PROBLEM - All entries must be given again exactly as written.

**** DATA FOR THIS EXERCISE

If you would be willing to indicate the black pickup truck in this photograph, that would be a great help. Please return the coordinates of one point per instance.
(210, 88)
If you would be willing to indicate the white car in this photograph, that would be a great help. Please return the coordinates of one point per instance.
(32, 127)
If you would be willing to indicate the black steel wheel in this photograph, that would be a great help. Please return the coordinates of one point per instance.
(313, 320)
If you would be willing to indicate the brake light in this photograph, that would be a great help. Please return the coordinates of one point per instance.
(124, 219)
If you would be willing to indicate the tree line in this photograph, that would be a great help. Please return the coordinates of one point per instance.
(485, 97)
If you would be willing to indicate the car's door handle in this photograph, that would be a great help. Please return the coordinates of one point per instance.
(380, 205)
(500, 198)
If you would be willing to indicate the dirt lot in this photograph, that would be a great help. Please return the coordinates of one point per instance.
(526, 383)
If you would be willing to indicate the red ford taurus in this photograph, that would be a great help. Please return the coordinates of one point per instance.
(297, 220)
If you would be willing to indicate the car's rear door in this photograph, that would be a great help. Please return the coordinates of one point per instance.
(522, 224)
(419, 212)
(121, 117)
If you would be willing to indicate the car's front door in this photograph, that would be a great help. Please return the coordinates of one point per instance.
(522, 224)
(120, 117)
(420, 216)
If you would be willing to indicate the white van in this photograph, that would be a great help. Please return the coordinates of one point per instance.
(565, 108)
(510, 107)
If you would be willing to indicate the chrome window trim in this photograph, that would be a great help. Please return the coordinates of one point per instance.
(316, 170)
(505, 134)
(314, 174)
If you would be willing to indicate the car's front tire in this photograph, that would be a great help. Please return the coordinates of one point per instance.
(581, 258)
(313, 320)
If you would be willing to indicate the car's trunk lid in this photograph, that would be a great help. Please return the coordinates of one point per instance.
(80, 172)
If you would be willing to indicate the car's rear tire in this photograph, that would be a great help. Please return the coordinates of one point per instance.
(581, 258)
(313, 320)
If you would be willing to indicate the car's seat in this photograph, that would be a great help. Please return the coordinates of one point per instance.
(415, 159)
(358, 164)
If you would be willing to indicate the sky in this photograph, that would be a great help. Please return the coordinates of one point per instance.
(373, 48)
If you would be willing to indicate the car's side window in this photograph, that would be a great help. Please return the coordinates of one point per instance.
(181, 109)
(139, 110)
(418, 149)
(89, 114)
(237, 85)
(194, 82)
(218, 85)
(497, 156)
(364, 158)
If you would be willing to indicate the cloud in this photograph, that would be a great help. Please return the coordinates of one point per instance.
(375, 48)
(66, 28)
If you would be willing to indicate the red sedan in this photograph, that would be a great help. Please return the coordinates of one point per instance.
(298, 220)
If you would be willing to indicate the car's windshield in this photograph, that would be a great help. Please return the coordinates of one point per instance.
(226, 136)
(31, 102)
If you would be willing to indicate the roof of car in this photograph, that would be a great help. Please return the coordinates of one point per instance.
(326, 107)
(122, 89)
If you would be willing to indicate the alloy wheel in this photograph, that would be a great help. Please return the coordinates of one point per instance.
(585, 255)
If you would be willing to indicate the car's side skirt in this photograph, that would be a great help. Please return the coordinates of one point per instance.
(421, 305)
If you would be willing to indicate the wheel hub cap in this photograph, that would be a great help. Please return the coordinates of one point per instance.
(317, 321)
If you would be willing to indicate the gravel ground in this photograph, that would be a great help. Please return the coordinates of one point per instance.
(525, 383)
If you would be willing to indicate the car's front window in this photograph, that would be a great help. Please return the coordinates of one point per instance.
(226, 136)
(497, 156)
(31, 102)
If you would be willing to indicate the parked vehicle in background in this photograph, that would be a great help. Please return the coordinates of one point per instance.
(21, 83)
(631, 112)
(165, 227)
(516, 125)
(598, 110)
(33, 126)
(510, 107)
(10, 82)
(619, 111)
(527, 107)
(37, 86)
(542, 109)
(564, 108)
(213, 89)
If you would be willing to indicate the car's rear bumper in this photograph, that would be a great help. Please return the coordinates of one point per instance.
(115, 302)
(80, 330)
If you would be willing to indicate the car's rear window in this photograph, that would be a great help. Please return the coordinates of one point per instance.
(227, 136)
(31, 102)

********

WRITTEN SOLUTION -
If you would be willing to indicate the black pickup truck in this photograph, that would be a great help. Please return the coordinates of one point per instance.
(210, 88)
If you would be willing to indicate the white car in this photograph, that would be a great help. Please return the coordinates of one point per instance.
(32, 127)
If you would be willing to indicate the black steel wheel in this photograph, that would be a great help. Please return the coordinates of one point per instance.
(313, 320)
If you would be willing to indicate the brake light in this photograph, that would be a great help. Please return the coordinates of one point per instance.
(124, 219)
If you would be willing to indicate the tree line in this photograph, that would be a great help. Please return the coordinates of one point per instance.
(485, 97)
If you would be willing to indicate the car's door handle in this photograph, that would be a great help. Please return the coordinates of one point per instance.
(380, 205)
(500, 198)
If you would be willing to indicate the dirt lot in this photograph, that would be a great help. Please return the coordinates of one point per instance.
(526, 383)
If you would be willing to indicate the red ford taurus in this photograph, that would be a great help. Please return the coordinates of one point per instance.
(297, 220)
If you would be willing to indicate the car's rear door in this photograph, that would be a great help. Please return the coordinates of one point per instance.
(522, 224)
(419, 212)
(121, 117)
If you would be willing to indicate the car's front door in this photograph, that would be a great help. Please return the coordinates of one point per instance.
(522, 224)
(120, 117)
(420, 216)
If you would be willing to indicate the white van in this photograph, that would be a great help. Please return the coordinates of one point per instance.
(565, 108)
(510, 107)
If you would be willing to indicate the chrome window trim in this photograph, that would be a great help. Please return the coordinates of one point per instance.
(316, 170)
(505, 134)
(314, 174)
If you would be willing to indicate the car's front tire in this photograph, that would be a great help. Please return the coordinates of one point per instance.
(581, 258)
(313, 320)
If you would be willing to indicate the car's trunk lid in this photograph, that would be a great help. Please return the coordinates of one point per instance.
(80, 172)
If you would be willing to indicate the car's rear tire in this photograph, that would be a great help. Please return the coordinates of one point per instance.
(581, 258)
(313, 320)
If you would be willing to indicate the car's seat in this photograph, that would be a great help. Please return the coordinates of one point per instance.
(415, 159)
(358, 164)
If you would be willing to indicate the sky in this photograph, that would be a great help. Please return the coordinates of one point per instance.
(373, 48)
If you would be willing to indicate the car's side window in this photograph, that would be a great help. Please return the coordinates of one point per instance.
(181, 109)
(139, 110)
(418, 149)
(89, 114)
(237, 85)
(194, 82)
(218, 85)
(497, 156)
(364, 158)
If you would be willing to indicate the cloud in this photograph, that would be a great help. Please return the coordinates of one point per instance.
(375, 48)
(66, 28)
If you would be willing to indicate the red sedan in this photograph, that would be a great help. Please return the coordinates of one point per instance.
(298, 220)
If you would be willing to indicate the car's windshield in this photograph, that would be a great help. Please return the coordinates of one point per instance.
(226, 136)
(31, 102)
If you would be willing to indicate the roof of car in this photograph, that would be a great help. Please return the coordinates of one point per instance.
(326, 107)
(122, 89)
If you would be willing to indicate the alloy wheel in this photograph, that would be a great help. Please return the coordinates of one point per instance.
(585, 255)
If you would be willing to indicate the car's side skirt in this photograph, that would be a great help. Please return the coordinates of one point per instance.
(421, 305)
If you would be willing to indicate the wheel hub cap in this photograph, that would be a great help. Please return the coordinates of one point per instance.
(317, 321)
If you would be willing to indicate the gravel ground in this photograph, that would be a great help. Please return the coordinates of one point per instance.
(525, 383)
If you would be willing to indicate the car's front window in this photograph, that would be a great help. Please return the coordinates of one point per instance.
(226, 136)
(497, 156)
(31, 102)
If you would be willing to indicate the parked vehicle in background in this photograph, that would be a great help. Please return the coordinates of one point per instance.
(21, 83)
(631, 112)
(165, 227)
(516, 125)
(598, 110)
(33, 126)
(510, 107)
(10, 82)
(619, 111)
(527, 107)
(37, 86)
(542, 109)
(564, 108)
(213, 89)
If you would be willing to indicate the car's rear bumper in this photograph, that would be a great help. Please return the coordinates of one point per instance.
(115, 302)
(80, 330)
If you would be willing to indicate the car's rear window in this photograph, that would be a great help. Please return the coordinates of one point per instance.
(227, 136)
(31, 102)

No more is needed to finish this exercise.